> _AANGELEVERD FRAGMENT_:

■ ■ ■ ■ ■

Kronkels van Simon Carmiggelt lezen kan leiden tot het begin van Kronkeliaans observeren – hier schrijft iemand uit een zekere ervaring. Ik zat in de zomer van 2023 ergens op een vol terras. Ergens. Zeg dat het aan de Amsterdamse Prinsengracht was, bij de Visvijver in Utrecht of wie weet in de Achterhoek. Maakt niet uit, maar zorg er in elk geval voor, de werkelijke plaats van handelen te wijzigen zodat een stukje als dit (het resultaat van dat zittend observeren) fictie wordt, niettegenstaande alle herkomst uit de werkelijkheid. Zeg eventueel dat het café Mulder aan de Weteringschans was, wat het zeker niet geweest is. Maar een buurtgenoot-op-leeftijd daar verzekerde me deze week nog: “Dáár zat-ie, Carmiggelt!”

Ik zat er, tussen uitbaterij en het water van de – vul maar een stromend geoniem in. Achter me en daarom voor mij niet zichtbare oudere vrouw was aan het converseren met een jonger echtpaar. Dat had ze net leren kennen toen ze kort daarvoor in het kader van een officieuze herverkaveling stiekem het bankje had bezet waarvan het tweetal temporeel afstand had gedaan om rond te kijken maar ze kwamen vervolgens naar hun plaats terug. De oudere mevrouw was inschikkelijk en zo ontstond de conversatie waarin ze bekende al van jongsaf iets met waater te hebben. Ja, ze rekte de klinker, in de verte klonk ze misschien wel wat Noordelijk. Hoezo water? In de gracht werd aan kanoën gedaan maar opvallender was dat enkele zwemmers zich erdoorheen sloegen: de gracht was een beetje een zwembad.

■ ■ ■ ■ ■

> _RECORDS_:

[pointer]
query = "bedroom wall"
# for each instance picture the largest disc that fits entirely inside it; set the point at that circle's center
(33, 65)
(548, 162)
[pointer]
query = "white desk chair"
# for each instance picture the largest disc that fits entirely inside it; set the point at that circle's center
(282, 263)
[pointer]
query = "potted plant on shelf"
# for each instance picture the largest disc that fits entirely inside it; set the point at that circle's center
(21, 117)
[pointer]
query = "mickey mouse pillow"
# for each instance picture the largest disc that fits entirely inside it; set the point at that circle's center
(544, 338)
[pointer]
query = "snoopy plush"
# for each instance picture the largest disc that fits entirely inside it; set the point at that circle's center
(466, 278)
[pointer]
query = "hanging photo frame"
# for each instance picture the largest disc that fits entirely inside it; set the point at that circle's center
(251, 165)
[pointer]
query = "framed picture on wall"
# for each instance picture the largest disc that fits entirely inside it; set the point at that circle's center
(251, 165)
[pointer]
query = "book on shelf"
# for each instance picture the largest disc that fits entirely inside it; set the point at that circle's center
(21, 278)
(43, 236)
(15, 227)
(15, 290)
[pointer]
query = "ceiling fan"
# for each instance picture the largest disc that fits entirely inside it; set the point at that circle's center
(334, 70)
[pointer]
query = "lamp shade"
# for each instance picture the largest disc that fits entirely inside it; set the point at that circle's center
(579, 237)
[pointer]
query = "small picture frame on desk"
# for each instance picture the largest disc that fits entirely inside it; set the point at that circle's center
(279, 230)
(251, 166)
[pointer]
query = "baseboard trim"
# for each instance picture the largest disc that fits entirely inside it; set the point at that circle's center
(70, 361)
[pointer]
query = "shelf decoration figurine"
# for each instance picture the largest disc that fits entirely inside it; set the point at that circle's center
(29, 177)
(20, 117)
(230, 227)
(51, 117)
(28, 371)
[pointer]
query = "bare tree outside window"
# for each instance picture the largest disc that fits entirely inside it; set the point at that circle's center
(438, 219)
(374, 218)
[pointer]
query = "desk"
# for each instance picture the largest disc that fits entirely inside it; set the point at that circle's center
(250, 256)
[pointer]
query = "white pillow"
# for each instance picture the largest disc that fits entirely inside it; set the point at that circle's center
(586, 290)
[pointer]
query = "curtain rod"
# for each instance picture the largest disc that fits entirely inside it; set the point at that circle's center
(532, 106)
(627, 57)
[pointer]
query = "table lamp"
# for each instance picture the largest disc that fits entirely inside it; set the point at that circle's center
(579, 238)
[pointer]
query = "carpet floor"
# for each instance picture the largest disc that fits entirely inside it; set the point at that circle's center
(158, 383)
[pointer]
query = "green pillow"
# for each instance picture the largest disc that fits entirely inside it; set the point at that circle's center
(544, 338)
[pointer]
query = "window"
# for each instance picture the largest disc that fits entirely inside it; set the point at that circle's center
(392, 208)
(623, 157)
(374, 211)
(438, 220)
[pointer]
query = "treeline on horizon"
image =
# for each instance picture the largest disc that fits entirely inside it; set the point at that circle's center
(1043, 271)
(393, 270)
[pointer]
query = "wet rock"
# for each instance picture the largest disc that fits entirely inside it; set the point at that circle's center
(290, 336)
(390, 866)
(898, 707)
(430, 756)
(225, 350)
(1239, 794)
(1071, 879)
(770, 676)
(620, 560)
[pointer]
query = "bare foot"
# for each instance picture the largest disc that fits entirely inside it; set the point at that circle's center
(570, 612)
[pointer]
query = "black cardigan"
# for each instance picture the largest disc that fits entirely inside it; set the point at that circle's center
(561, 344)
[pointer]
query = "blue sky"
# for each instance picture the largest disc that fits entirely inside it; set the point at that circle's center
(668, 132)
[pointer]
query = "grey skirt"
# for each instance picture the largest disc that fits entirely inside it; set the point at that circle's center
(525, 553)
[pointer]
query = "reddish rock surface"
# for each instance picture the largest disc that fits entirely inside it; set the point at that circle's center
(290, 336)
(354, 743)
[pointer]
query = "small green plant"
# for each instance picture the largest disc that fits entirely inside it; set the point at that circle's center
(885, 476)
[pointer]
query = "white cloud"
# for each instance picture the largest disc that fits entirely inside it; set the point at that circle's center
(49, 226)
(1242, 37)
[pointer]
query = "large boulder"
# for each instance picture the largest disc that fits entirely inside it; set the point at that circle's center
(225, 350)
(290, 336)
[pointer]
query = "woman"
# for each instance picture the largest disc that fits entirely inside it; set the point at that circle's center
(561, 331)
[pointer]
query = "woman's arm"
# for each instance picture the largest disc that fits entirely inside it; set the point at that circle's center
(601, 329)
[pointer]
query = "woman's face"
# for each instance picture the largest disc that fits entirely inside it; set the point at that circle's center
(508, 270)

■ ■ ■ ■ ■

> _OPGAVEN_:
**A)** Geef uit het fragment de passage terug die begint bij "Ik zat er, tussen" en doorloopt tot en met "beetje een zwembad.".
**B)** In welke zomer zat de ik-figuur volgens het fragment op het volle terras?
**C)** Vat het fragment samen in twee zinnen.

> _ANTWOORDEN_:
**A)**
Ik zat er, tussen uitbaterij en het water van de – vul maar een stromend geoniem in. Achter me en daarom voor mij niet zichtbare oudere vrouw was aan het converseren met een jonger echtpaar. Dat had ze net leren kennen toen ze kort daarvoor in het kader van een officieuze herverkaveling stiekem het bankje had bezet waarvan het tweetal temporeel afstand had gedaan om rond te kijken maar ze kwamen vervolgens naar hun plaats terug. De oudere mevrouw was inschikkelijk en zo ontstond de conversatie waarin ze bekende al van jongsaf iets met waater te hebben. Ja, ze rekte de klinker, in de verte klonk ze misschien wel wat Noordelijk. Hoezo water? In de gracht werd aan kanoën gedaan maar opvallender was dat enkele zwemmers zich erdoorheen sloegen: de gracht was een beetje een zwembad.

**B)** In de zomer van 2023.

**C)** Het lezen van Carmiggelts Kronkels kan leiden tot Kronkeliaans observeren, en de ik-figuur zat in de zomer van 2023 op een vol terras waarvan de werkelijke plaats bewust in het midden wordt gelaten, zodat het stuk fictie wordt. Achter de ik-figuur vertelde een oudere vrouw aan een jonger echtpaar dat ze al van jongs af iets met water had, terwijl in de gracht werd gekanood en enkele zwemmers zich erdoorheen sloegen.